_Page_
Hey if you guys are convinced that its coming, sell off all your possessions, stop using electricity and gas, stop eating meat, move to some place like Ghana and let the rest of us non-believers perish. Its gonna be a long wait thoough so maybe take some kool aid along.............


----------



## Accept2 (Jan 1, 2006)

Im gonna stick the challenge up to the doom sayers who say were all gonna die. If you truely believe all this doom nonsence, then show us. Give up oil, gas, and electricity. Only use windpower. Give it all up. If youre going to claim that I am complacient, at least give up those things to make yourself different. Carbon credits, cap and trade, these are all bullshit. If you truely believe this stuff, you will accept nothing but total complience of the the removal of all things that are causing it. If you have any doubts about it, you will be willing to accept half assed measures. Nothing better than seeing the stop gloabl warming bumper stickers on cars. Yes, everyone else is causing it, but not you................


----------



## devnulljp (Mar 18, 2008)

_Exercise task_
Carry on the forum thread about global warming from the point where it stops. The material that comes next stands apart from the forum thread.

(Excerpts from annotation records)
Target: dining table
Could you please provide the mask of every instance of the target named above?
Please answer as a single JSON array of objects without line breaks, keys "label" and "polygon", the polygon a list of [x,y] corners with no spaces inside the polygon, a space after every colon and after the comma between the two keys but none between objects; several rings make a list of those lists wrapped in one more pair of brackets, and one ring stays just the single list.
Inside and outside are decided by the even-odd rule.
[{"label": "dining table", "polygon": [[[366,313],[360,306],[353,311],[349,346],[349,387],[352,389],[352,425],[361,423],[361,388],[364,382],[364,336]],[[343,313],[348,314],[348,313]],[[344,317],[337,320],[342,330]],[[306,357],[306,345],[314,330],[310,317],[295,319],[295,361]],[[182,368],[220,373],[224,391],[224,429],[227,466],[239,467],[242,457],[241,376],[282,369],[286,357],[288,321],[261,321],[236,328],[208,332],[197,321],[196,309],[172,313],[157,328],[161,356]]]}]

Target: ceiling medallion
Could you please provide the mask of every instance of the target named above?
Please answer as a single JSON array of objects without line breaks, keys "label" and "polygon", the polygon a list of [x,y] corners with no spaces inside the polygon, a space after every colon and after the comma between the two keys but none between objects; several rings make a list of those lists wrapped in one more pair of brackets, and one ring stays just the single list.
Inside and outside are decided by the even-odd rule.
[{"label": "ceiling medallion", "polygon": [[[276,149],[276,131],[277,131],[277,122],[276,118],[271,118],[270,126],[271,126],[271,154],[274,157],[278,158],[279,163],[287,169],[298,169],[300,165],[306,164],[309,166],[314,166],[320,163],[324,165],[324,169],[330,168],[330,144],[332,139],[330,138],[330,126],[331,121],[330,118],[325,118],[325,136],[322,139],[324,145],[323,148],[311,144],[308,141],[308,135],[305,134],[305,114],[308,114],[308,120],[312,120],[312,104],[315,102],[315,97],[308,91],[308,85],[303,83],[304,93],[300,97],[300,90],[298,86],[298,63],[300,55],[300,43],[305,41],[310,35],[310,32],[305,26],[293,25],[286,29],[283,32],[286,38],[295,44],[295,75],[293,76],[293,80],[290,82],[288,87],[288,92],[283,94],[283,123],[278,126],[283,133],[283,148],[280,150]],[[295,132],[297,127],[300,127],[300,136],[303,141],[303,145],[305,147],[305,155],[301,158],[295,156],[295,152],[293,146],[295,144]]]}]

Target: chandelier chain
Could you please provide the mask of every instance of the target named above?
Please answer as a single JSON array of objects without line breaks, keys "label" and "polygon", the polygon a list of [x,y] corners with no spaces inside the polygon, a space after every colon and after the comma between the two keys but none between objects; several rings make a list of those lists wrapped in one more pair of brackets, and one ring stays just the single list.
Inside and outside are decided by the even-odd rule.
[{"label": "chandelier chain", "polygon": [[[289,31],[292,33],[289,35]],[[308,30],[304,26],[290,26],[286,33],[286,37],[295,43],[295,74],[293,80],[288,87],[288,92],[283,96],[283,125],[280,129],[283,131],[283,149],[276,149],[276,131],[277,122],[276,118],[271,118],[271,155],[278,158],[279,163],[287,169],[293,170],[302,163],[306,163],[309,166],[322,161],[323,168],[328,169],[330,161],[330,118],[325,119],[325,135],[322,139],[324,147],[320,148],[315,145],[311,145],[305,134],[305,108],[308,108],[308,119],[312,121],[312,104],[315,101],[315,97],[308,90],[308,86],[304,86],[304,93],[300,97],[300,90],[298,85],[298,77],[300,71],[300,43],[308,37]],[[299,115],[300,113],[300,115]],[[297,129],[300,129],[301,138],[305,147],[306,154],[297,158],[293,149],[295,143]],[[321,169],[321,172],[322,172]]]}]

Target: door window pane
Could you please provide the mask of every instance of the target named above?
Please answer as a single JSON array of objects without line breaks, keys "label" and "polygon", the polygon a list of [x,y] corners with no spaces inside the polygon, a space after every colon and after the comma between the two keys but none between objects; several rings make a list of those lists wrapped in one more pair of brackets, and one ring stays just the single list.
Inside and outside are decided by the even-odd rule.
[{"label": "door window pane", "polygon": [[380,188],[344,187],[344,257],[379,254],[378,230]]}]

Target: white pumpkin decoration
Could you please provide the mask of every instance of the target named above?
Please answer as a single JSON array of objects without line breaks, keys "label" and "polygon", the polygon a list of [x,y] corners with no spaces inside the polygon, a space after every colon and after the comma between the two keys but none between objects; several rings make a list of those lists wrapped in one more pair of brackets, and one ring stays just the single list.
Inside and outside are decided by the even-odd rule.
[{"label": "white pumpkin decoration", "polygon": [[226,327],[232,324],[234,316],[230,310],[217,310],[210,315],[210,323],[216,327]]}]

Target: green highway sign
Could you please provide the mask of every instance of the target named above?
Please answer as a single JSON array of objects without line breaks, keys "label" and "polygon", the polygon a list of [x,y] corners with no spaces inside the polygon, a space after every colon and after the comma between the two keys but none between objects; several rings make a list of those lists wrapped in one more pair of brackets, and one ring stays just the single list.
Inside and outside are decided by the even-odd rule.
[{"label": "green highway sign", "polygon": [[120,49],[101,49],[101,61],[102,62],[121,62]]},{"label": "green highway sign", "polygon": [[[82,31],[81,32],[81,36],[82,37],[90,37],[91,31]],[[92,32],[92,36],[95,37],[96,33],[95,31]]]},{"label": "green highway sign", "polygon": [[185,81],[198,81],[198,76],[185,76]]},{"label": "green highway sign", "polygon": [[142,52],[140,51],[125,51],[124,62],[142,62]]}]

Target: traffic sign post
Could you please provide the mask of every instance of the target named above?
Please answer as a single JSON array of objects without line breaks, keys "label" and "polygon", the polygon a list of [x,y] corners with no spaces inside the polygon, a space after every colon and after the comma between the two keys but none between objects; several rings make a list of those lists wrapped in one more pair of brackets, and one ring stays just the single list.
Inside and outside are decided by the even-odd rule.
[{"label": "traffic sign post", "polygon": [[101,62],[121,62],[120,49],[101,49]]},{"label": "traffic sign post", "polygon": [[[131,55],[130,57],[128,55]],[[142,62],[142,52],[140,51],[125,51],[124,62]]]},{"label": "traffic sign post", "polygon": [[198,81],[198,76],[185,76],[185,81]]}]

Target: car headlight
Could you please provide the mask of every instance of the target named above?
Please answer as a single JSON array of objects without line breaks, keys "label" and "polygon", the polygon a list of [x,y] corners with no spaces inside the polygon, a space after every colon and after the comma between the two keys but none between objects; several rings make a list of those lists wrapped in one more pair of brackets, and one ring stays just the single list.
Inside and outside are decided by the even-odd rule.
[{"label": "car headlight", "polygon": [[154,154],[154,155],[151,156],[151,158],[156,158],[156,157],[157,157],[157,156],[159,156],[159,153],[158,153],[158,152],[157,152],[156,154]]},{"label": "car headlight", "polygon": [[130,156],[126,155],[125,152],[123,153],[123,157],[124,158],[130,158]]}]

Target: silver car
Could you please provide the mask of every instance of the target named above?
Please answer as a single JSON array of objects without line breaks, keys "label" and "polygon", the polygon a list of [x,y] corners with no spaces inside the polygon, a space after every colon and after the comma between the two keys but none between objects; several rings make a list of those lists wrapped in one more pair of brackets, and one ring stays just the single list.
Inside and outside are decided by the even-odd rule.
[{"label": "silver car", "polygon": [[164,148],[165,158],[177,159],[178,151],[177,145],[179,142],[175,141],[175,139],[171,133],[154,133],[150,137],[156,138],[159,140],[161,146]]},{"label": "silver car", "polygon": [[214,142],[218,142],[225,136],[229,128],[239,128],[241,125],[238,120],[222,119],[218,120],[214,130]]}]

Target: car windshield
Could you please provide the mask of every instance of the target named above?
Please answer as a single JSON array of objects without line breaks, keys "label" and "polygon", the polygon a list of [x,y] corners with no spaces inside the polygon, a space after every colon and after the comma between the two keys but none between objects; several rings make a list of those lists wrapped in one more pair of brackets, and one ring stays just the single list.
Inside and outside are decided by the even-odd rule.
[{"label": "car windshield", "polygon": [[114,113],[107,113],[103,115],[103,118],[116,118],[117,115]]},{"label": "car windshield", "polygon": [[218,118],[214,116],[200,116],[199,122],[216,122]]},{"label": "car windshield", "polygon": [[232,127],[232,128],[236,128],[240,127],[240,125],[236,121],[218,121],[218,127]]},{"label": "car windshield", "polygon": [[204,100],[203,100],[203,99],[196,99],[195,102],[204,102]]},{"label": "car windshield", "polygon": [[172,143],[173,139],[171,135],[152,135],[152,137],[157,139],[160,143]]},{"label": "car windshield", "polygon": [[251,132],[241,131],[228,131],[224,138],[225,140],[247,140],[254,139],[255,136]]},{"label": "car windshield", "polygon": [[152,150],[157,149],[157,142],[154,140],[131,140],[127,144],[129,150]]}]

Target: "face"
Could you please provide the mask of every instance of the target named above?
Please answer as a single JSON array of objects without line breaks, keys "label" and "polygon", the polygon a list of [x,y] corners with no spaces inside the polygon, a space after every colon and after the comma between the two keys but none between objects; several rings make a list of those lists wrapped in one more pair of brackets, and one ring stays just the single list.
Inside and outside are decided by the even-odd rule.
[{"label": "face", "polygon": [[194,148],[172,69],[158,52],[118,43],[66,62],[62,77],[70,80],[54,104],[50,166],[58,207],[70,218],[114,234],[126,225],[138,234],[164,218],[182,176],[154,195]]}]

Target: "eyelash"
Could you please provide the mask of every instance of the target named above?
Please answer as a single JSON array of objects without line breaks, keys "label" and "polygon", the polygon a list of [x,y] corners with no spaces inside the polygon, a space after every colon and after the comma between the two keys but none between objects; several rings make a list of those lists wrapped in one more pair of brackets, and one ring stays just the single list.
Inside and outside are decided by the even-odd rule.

_In response_
Only a Sith deals in absolutes


----------



## Accept2 (Jan 1, 2006)

One of the absolute worst movies ever............


----------



## devnulljp (Mar 18, 2008)

Accept2 said:


> One of the absolute worst movies ever............


Hey look, we agree on something! :food-smiley-004:


----------



## Stratin2traynor (Sep 27, 2006)

devnulljp said:


> Only a Sith deals in absolutes


Actually, my wife does as well....sorry no youtube clip. 

As for abrupt climate change goes, I don't believe it. Don't think it's going to happen in this lifetime or the next 100. I think the planet is in a constant state of change and that we will eventually overpopulate and starve ourselves to death. 

I think the only thing that can save us from ourselves is 4 billion casualty world war or massive plague of some kind. Then the clocks starts ticking again. 

Sad but true IMHO :food-smiley-004:


----------



## devnulljp (Mar 18, 2008)

Boy, you must be a bundle of fun at parties...








I thought the "global climate change is coming/is here" people were supposed to be the doom and gloom merchants...


----------



## mrmatt1972 (Apr 3, 2008)

I wasn't going to chime in on this one, but the level of ignorance (i.e. of the facts) displayed by our moderator is typical of what I often see by Trolls on environmentalist sites.

The first difficulty with a discussion like this is that we really haven't defined what "abrupt" or "catastrophic" climate change means. Yes, climate is always changing. The frightening difference in the last 50 or so years is the exponential rate of change that has never been seen before (for those who don't "get" math exponential is really, really fuc*ing fast).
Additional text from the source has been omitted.